● Problem requirements
The records underneath are to be repeated exactly, with the pictures left out.

Items listed in a dataset:
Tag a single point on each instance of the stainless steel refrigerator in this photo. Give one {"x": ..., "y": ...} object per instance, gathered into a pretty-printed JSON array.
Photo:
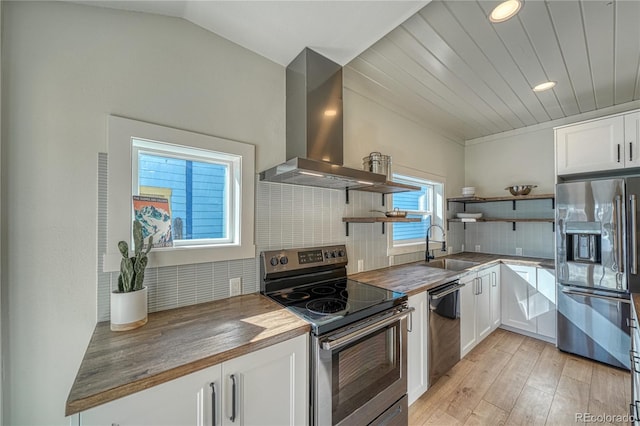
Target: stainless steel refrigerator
[{"x": 596, "y": 266}]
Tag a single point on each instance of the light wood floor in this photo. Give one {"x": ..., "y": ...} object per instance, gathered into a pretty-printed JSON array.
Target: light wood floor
[{"x": 510, "y": 379}]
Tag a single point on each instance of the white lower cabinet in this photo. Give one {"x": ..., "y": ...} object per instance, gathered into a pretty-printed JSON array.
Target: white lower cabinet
[
  {"x": 270, "y": 389},
  {"x": 479, "y": 306},
  {"x": 468, "y": 336},
  {"x": 529, "y": 299},
  {"x": 496, "y": 297},
  {"x": 418, "y": 347}
]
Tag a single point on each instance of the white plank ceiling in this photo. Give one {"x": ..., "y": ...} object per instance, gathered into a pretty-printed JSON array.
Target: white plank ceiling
[
  {"x": 446, "y": 66},
  {"x": 451, "y": 68}
]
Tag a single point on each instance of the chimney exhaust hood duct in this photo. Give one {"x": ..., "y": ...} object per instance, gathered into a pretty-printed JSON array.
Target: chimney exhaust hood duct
[{"x": 314, "y": 128}]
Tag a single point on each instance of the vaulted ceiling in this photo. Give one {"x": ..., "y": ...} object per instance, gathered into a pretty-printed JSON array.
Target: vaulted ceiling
[
  {"x": 443, "y": 63},
  {"x": 450, "y": 67}
]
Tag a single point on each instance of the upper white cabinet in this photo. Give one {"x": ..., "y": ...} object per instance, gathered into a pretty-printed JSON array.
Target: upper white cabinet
[
  {"x": 417, "y": 347},
  {"x": 265, "y": 387},
  {"x": 598, "y": 145}
]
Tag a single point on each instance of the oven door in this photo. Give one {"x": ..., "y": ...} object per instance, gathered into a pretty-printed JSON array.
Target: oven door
[{"x": 360, "y": 371}]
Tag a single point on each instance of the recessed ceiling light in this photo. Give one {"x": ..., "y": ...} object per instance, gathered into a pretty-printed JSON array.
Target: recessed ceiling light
[
  {"x": 505, "y": 10},
  {"x": 544, "y": 86}
]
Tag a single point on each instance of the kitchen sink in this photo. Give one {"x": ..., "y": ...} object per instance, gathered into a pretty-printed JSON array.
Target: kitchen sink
[{"x": 451, "y": 264}]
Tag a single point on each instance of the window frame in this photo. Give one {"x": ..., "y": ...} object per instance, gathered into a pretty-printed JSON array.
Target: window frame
[
  {"x": 121, "y": 131},
  {"x": 438, "y": 212},
  {"x": 231, "y": 161}
]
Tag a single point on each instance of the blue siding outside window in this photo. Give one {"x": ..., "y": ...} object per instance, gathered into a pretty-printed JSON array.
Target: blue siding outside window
[
  {"x": 414, "y": 200},
  {"x": 197, "y": 193}
]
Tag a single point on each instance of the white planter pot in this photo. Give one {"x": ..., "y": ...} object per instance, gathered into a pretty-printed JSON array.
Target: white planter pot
[{"x": 128, "y": 310}]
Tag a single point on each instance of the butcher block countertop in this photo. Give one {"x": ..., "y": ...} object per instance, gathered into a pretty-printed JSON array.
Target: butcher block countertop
[
  {"x": 175, "y": 343},
  {"x": 414, "y": 278}
]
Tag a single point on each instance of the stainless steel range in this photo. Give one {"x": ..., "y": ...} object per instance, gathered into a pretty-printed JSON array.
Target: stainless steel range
[{"x": 358, "y": 335}]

● Problem solution
Tag a single point on each instance of the stainless steel refrigerator in this photo. Give one {"x": ..., "y": ...} object per instance, gathered into a pretty-printed JSON array.
Photo:
Target: stainless steel refrigerator
[{"x": 596, "y": 266}]
Tag a single point on each instance of the light wood floor in this photo. Give one {"x": ..., "y": ...} object per instance, gathered into a pretty-printed JSON array.
Target: light wood floor
[{"x": 510, "y": 379}]
Tag a single point on each instance of the white lower cabinet in this photo. Give one {"x": ..., "y": ...} object per instance, gathered into a pretty-printed JSON array.
Target: white lower cabinet
[
  {"x": 270, "y": 389},
  {"x": 479, "y": 306},
  {"x": 468, "y": 336},
  {"x": 529, "y": 299},
  {"x": 496, "y": 297},
  {"x": 418, "y": 347}
]
Tag a single point on each instance of the white plank ceiling in this photo. Give one {"x": ..., "y": ...} object per instance, gathered into a pretty-printed JSON array.
Target: white plank ceiling
[
  {"x": 446, "y": 66},
  {"x": 451, "y": 68}
]
Tag a single point on each instance of the chimney exhaust hood duct in this photo. Give one {"x": ..., "y": ...} object per instance, gathered into a pretty-printed JSON array.
Target: chimney exhaust hood duct
[{"x": 314, "y": 128}]
Tag a single point on each instance of the vaulted ceiling in this photo. Give one {"x": ..., "y": ...} object per instance, gathered into a pretty-printed JSON array.
Target: vaulted ceiling
[
  {"x": 443, "y": 63},
  {"x": 450, "y": 67}
]
Tag a single point on each instance of the upper white cabinet in this photo. Give one {"x": ..., "y": ...} object per instance, gathered into a pretty-printed JSON array.
Target: upper white cabinet
[
  {"x": 417, "y": 347},
  {"x": 265, "y": 387},
  {"x": 598, "y": 145}
]
Tag a single point on each instance of the oven door in this photo. Give one {"x": ..., "y": ...} object per instance, gathered into a pretty-printed JSON array.
Target: oven door
[{"x": 360, "y": 371}]
Tag a single point on each instance of the recessed ceiling light in this photo. Give one {"x": ..., "y": ...} object per instance, gathered into a pretty-printed JSON array.
Target: recessed ceiling light
[
  {"x": 505, "y": 10},
  {"x": 544, "y": 86}
]
Tag a single point on each instance of the kitchen sink in this photo. Give one {"x": ..., "y": ...} object per instance, gathered into a pretty-printed JSON array.
Target: kitchen sink
[{"x": 451, "y": 264}]
Tag a single point on each instance of the window frame in this photo. Give one {"x": ..., "y": ...} object per instance, gathered into a pretty-printed JSON array.
Target: window frame
[
  {"x": 121, "y": 131},
  {"x": 438, "y": 212},
  {"x": 231, "y": 161}
]
Tag a single point on each instance of the blue siding outside window in this photo. Give one {"x": ..., "y": ...} object per instance, gathered into a pretty-printed JSON array.
Target: blue siding outside window
[
  {"x": 414, "y": 200},
  {"x": 197, "y": 193}
]
Tag a single point on each instance of the white planter pot in this photo. Give one {"x": ..., "y": ...} object per instance, gathered into a pretty-printed JSON array.
Target: white planter pot
[{"x": 128, "y": 310}]
Tag a single point on each instance of the butcher block countertop in this photo. Give one {"x": ..., "y": ...} object per instance, gathered into a pretty-printed JSON array.
Target: butcher block countertop
[
  {"x": 175, "y": 343},
  {"x": 414, "y": 278}
]
Tag a single point on each instance of the stainless steel range in this photo. Give one {"x": ..., "y": ...} object per instance, gathered into a pretty-printed JSON array.
Target: stainless steel range
[{"x": 358, "y": 335}]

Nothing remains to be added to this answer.